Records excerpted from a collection
┏━━

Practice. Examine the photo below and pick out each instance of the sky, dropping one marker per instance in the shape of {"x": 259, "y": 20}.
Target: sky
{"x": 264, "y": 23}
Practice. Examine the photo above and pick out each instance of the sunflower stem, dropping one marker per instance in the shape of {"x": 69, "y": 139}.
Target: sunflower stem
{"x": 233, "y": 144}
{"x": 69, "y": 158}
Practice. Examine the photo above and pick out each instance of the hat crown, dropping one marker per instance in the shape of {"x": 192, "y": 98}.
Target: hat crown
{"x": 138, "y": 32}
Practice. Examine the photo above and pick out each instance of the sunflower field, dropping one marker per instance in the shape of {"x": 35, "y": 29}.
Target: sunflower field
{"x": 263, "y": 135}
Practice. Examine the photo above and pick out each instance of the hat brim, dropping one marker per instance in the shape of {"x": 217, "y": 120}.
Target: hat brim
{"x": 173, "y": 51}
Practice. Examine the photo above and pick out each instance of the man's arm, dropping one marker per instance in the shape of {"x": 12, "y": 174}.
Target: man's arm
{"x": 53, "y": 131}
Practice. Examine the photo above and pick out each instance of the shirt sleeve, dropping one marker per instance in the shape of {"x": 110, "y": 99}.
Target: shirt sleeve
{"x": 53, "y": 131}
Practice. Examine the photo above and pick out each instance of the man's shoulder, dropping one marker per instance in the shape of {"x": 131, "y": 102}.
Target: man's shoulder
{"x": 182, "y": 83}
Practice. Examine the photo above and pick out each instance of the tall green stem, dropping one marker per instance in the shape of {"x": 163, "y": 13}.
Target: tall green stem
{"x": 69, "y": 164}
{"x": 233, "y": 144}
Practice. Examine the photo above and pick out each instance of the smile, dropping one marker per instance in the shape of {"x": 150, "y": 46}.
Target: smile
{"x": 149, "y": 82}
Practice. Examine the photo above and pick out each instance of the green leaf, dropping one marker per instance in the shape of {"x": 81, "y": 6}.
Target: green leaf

┗━━

_Exercise instructions_. Print all of the entries exactly as they are written.

_Solution_.
Practice. Examine the photo below and pick out each instance of the sky, dropping one marker per instance in the shape of {"x": 259, "y": 20}.
Target: sky
{"x": 264, "y": 23}
Practice. Examine the photo above and pick out each instance of the sunflower stem, dropping one marker per instance in the shape of {"x": 69, "y": 139}.
Target: sunflower stem
{"x": 233, "y": 144}
{"x": 69, "y": 158}
Practice. Examine the photo above and pick out each instance of the hat crown, dropping one marker per instance in the shape of {"x": 192, "y": 98}.
Target: hat crown
{"x": 138, "y": 32}
Practice. Examine the photo above and pick out each instance of the sunflower field, dropping one marker per instance in the shape of {"x": 35, "y": 29}.
Target: sunflower field
{"x": 263, "y": 135}
Practice. Examine the photo above and pick out each instance of the hat brim, dropping one marker per instance in the shape of {"x": 217, "y": 120}.
Target: hat brim
{"x": 173, "y": 51}
Practice. Examine the photo above and pick out each instance of the man's arm, dropping one marker per instance in the shape of {"x": 12, "y": 174}.
Target: man's arm
{"x": 53, "y": 131}
Practice. Examine the photo above and pick out each instance of the shirt sleeve, dropping one marker per instance in the shape of {"x": 110, "y": 99}.
Target: shirt sleeve
{"x": 53, "y": 131}
Practice. Examine the photo above and pick out each instance of the man's shoulder, dropping one marker per instance in the shape of {"x": 131, "y": 102}.
Target: man's shoulder
{"x": 182, "y": 83}
Practice. Examine the photo above and pick out each instance of the tall green stem, dropping one marker per instance in the shape of {"x": 163, "y": 13}.
Target: tall green stem
{"x": 69, "y": 164}
{"x": 233, "y": 144}
Practice. Examine the photo above and pick out each instance of the smile, dropping one marker per instance in the shape of {"x": 150, "y": 46}.
Target: smile
{"x": 149, "y": 82}
Practice. Examine the photo above and pick out each instance of the green leaf, dropping one marker per instance in the shape of {"x": 81, "y": 6}.
Target: green leaf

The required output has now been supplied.